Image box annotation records
** START **

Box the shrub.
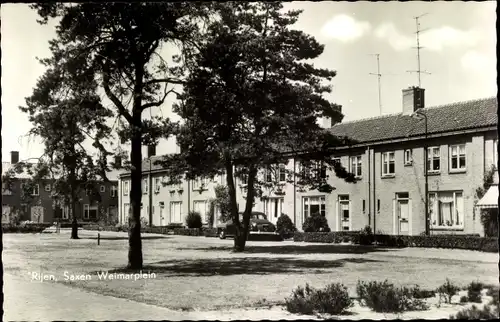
[359,226,373,245]
[413,285,436,299]
[285,283,353,315]
[186,211,203,228]
[450,305,499,320]
[302,212,330,233]
[436,279,460,303]
[356,280,428,313]
[467,282,484,303]
[276,214,297,238]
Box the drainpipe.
[367,146,372,227]
[293,158,297,225]
[372,149,378,235]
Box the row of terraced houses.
[118,87,498,235]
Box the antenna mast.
[407,13,431,87]
[370,54,382,115]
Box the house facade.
[2,151,118,223]
[119,87,498,235]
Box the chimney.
[403,86,425,115]
[148,144,156,158]
[10,151,19,164]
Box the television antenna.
[407,13,431,87]
[370,54,395,115]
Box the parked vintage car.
[217,211,276,239]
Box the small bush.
[276,214,297,238]
[285,283,353,315]
[302,212,330,233]
[186,211,203,228]
[436,279,460,303]
[450,305,499,320]
[413,286,436,299]
[356,280,428,313]
[467,282,484,303]
[359,226,373,245]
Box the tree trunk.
[127,128,142,269]
[69,169,79,239]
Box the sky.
[0,1,497,162]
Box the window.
[429,191,464,228]
[351,156,361,177]
[382,152,396,176]
[193,200,209,223]
[193,178,207,190]
[427,146,441,172]
[83,204,97,219]
[339,195,351,231]
[450,144,466,171]
[265,167,273,182]
[493,140,498,169]
[142,178,149,194]
[278,164,286,182]
[62,206,69,219]
[2,182,12,196]
[155,177,161,193]
[405,149,413,165]
[264,198,285,218]
[32,183,40,196]
[302,197,326,221]
[122,180,130,196]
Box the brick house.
[2,151,118,223]
[119,87,498,235]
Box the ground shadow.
[178,244,394,255]
[97,257,381,276]
[80,236,172,240]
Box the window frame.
[349,155,363,178]
[426,146,441,174]
[381,151,396,178]
[448,143,467,172]
[428,190,465,230]
[302,195,326,221]
[403,149,413,166]
[122,180,130,196]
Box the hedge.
[2,223,52,233]
[293,232,498,253]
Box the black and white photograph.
[0,1,500,321]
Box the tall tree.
[164,2,355,251]
[32,2,209,269]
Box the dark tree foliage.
[32,2,210,269]
[158,2,355,251]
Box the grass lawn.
[3,231,498,310]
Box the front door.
[31,206,43,223]
[170,201,182,223]
[396,193,411,235]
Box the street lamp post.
[413,109,431,236]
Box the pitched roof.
[331,97,498,143]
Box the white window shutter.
[392,199,399,235]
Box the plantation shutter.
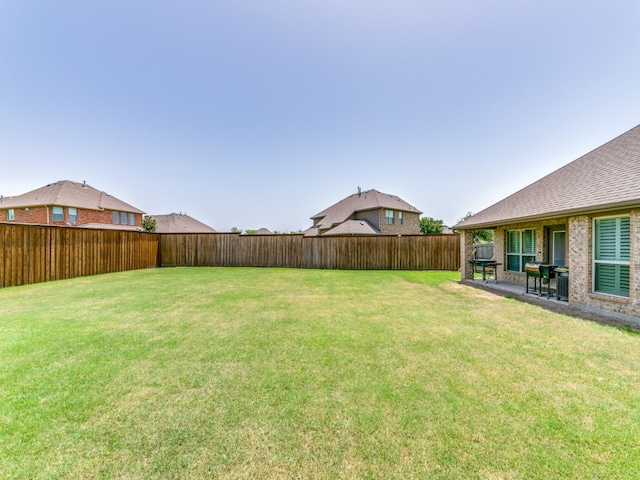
[522,230,536,255]
[507,230,520,272]
[594,217,631,297]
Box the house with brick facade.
[304,188,422,236]
[454,125,640,317]
[0,180,144,230]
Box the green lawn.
[0,268,640,479]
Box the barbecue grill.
[524,262,557,296]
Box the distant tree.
[420,217,444,235]
[142,216,158,233]
[459,212,493,243]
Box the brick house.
[0,180,144,230]
[454,125,640,317]
[304,188,422,236]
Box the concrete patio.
[462,274,640,333]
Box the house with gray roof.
[0,180,144,230]
[150,213,216,233]
[454,125,640,317]
[304,188,422,236]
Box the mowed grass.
[0,268,640,479]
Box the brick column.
[567,216,592,305]
[460,230,473,280]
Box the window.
[52,207,64,222]
[67,207,78,223]
[506,229,536,272]
[385,210,393,225]
[593,217,631,297]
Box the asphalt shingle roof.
[454,125,640,229]
[0,180,144,213]
[311,189,422,229]
[151,213,216,233]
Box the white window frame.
[384,210,395,225]
[51,205,64,222]
[67,207,78,223]
[504,228,536,273]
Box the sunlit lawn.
[0,268,640,479]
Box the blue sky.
[0,0,640,231]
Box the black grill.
[524,262,557,296]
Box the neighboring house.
[0,180,144,230]
[454,125,640,316]
[149,213,216,233]
[304,188,422,236]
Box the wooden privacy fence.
[0,224,160,288]
[0,224,460,288]
[160,233,460,270]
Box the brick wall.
[460,209,640,317]
[0,207,142,227]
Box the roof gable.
[311,189,422,228]
[151,213,216,233]
[0,180,144,213]
[455,125,640,229]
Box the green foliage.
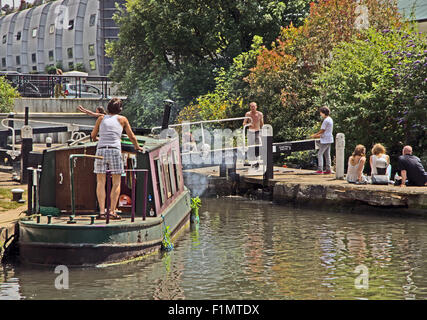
[44,65,56,74]
[55,61,64,70]
[190,197,202,209]
[315,26,427,168]
[74,62,86,72]
[0,77,19,113]
[162,226,173,251]
[107,0,309,125]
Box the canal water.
[0,198,427,299]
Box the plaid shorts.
[93,148,125,174]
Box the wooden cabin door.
[56,148,96,213]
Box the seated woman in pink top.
[369,143,390,175]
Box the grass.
[0,187,27,212]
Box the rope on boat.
[160,214,173,251]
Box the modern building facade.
[0,0,125,76]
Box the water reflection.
[0,198,427,299]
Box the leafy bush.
[315,25,427,169]
[0,77,19,113]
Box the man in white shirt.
[311,107,334,174]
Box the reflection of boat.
[18,136,191,266]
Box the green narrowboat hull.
[18,189,191,267]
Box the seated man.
[399,146,427,187]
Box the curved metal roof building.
[0,0,125,75]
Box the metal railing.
[151,116,260,156]
[69,154,149,224]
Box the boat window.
[168,152,177,195]
[162,155,172,199]
[154,159,165,205]
[172,150,181,190]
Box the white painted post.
[335,133,345,180]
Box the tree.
[107,0,308,127]
[0,77,19,113]
[242,0,401,140]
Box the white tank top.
[98,114,123,150]
[371,154,388,174]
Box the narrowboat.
[17,136,191,267]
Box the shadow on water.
[0,198,427,299]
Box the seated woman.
[369,143,390,175]
[347,144,367,184]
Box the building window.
[68,20,74,30]
[89,44,95,56]
[89,13,96,27]
[89,59,96,70]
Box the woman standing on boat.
[91,98,143,219]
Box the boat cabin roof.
[55,135,171,152]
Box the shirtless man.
[243,102,264,167]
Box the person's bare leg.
[96,173,106,215]
[110,174,122,215]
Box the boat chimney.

** END **

Everything from the line with "Box the wooden cabin door." to the end of the listing above needs to be duplicated exactly, both end lines included, with nothing more.

Box the wooden cabin door.
[56,148,96,213]
Box the seated woman in pink top.
[369,143,390,175]
Box the grass.
[0,187,27,212]
Box the rope on boat.
[160,214,173,251]
Box the modern building facade.
[0,0,125,76]
Box the water reflection.
[0,198,427,299]
Box the leafy bush.
[315,25,427,169]
[0,77,19,113]
Box the man in white shirt.
[311,107,334,174]
Box the reflection of boat.
[18,136,191,266]
Box the green narrowboat hull.
[18,189,191,267]
Box the seated man.
[399,146,427,187]
Box the curved metal roof building.
[0,0,125,75]
Box the metal railing.
[151,116,260,156]
[69,154,149,224]
Box the boat window.
[168,152,177,195]
[162,155,172,199]
[154,159,165,205]
[172,150,181,190]
Box the white painted post.
[335,133,345,180]
Box the tree.
[107,0,308,127]
[0,77,19,113]
[242,0,401,140]
Box the white tank top.
[98,114,123,150]
[371,154,388,174]
Box the narrowboat.
[17,136,191,267]
Box the shadow on water.
[0,198,427,299]
Box the seated woman.
[369,143,390,175]
[347,144,367,184]
Box the building window.
[68,20,74,30]
[89,44,95,56]
[89,13,96,27]
[89,59,96,70]
Box the woman standing on boat.
[91,98,143,219]
Box the boat cabin roof.
[55,135,171,152]
Box the shirtless man.
[243,102,264,167]
Box the person's bare leg.
[96,173,106,215]
[110,174,122,215]
Box the boat chimney.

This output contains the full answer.